* [TEXTO EXTRAÍDO]
►

Yo estuve allí. A mi recién estrenada mayoría de edad le sumé un episodio que me llenaba de orgullo: despedir a mi ídolo. Aquel que me acompañaba en las paredes de mi habitación, en los recortes de los periódicos que guardaba como tesoros. Butragueño había tenido un año difícil para ser su última temporada en el equipo de su vida. Fue pitado, como lo han sido todos alguna vez en la Castellana. El lenguaje de la afición madridista es muchas veces duro, pero a la hora de rendir cuentas el balance no podía ser otro. En estas ocasiones cerrar el círculo se hace necesario.

El pasado 12 de julio, un solitario Iker Casillas leía entre sollozos una líneas de despedida del Real Madrid en la sala de prensa. Veinte años habían pasado de aquel partido en el que pude despedir a mi admirado Butragueño, y no daba crédito a lo que veía. El círculo de Casillas se cerraba de la manera más cruel e ingrata. Esas lágrimas no eran de pena, eran de dolor, de rabia; y su cara mostraba la impotencia e incredulidad de una situación que, al menos en su final, siempre pensó que sería diferente al calvario de los últimos años.

Pero como tantas otras veces, el club no estuvo a la altura de su ya ex capitán. Otra joya de la cantera, la joya en mayúsculas. Un chico que cogía el autobús desde Móstoles para ir a entrenar a la antigua ciudad deportiva del Real Madrid aún cuando ya había vestido la camiseta del primer equipo. Veinticinco años respirando madridismo, ganando (salvando) títulos, llevando el nombre del Madrid con el brazalete de capitán también en la época dorada de la Selección española. Una hoja de servicios impecable, que valdría para hacer de este artículo el reflejo del gran homenaje merecido. “El Madrid me ha formado como persona, inculcándome los valores que defiende su escudo: respeto, compañerismo, compromiso y, sobre todo, humildad”, decía con la voz rota. Palabras que se quedan huecas por la gestión de esta junta directiva. Durante los últimos tres años, Iker ha vivido una maniobra, orquestada desde el club y la prensa en nómina, de desprestigio profesional y personal más propia de un culebrón venezolano o de Falcon Crest. Tres años en los que Casillas ha tenido que atajar más balones fuera que dentro del campo. Desde que aquel entrenador portugués diera el pistoletazo de salida a la carrera de desprestigio del capitán, Casillas tuvo que hacer un ejercicio de contención más propio del Dalai Lama. Pitos, insultos, portadas de periódicos y programas monográficos minaban la moral poco a poco del madrileño. ¿Y desde el club? Sin noticias, señores. Ni una declaración, ni defensa a una figura crucial en el Madrid del siglo XXI.

◄

* [DATOS]
►

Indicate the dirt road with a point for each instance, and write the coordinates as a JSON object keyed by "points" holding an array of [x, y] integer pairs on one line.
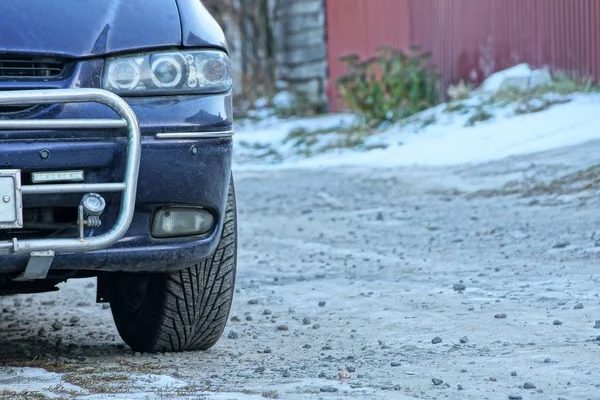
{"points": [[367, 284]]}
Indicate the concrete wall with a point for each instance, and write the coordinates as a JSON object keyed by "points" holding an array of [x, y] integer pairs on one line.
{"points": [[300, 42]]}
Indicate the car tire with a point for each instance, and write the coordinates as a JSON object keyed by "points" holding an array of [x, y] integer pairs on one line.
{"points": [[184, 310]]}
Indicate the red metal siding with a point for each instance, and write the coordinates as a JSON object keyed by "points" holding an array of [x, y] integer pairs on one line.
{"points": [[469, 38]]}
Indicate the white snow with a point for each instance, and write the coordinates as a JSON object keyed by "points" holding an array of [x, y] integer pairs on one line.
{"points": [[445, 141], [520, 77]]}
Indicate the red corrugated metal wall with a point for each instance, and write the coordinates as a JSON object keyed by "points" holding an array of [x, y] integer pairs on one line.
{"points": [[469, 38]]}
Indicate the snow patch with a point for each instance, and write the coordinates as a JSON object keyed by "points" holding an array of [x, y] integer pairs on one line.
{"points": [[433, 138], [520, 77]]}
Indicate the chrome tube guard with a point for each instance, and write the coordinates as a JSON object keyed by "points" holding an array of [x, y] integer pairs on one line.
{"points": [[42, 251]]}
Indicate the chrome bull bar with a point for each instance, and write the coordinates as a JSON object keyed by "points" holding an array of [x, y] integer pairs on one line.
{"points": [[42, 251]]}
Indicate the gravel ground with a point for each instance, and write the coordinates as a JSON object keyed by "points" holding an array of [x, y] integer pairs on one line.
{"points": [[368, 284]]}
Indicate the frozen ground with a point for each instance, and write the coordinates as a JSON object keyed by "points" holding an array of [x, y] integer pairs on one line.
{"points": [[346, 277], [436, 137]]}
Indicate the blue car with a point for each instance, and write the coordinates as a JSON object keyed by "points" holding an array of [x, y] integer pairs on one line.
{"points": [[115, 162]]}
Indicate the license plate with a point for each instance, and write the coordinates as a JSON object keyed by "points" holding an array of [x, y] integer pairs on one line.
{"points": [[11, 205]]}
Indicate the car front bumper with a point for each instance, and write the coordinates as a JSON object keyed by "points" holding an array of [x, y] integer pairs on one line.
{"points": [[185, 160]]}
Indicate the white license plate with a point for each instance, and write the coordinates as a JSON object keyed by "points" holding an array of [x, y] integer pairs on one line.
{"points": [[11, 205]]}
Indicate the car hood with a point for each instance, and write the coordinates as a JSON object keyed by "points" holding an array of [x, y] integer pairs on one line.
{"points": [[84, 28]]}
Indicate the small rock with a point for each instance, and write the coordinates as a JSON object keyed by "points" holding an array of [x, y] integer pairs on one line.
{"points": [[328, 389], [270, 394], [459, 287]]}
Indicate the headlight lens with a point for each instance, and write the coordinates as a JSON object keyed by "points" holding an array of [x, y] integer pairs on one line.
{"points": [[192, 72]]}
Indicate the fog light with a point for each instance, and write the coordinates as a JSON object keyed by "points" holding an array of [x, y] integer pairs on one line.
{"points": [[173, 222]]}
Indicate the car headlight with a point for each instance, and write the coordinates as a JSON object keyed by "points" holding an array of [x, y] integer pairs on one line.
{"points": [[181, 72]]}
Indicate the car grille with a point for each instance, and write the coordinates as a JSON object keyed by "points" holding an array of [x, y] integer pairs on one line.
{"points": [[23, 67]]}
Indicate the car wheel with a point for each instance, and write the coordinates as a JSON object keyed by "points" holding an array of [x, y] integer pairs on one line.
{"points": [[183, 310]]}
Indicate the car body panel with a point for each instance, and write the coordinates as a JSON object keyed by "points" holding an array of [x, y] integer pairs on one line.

◄

* [POR HACER] Según el texto sobre la despedida de Casillas, ¿desde dónde tomaba el autobús para ir a entrenar? Los registros no tienen nada que ver con el texto.

* [SOLUCIÓN] Desde Móstoles.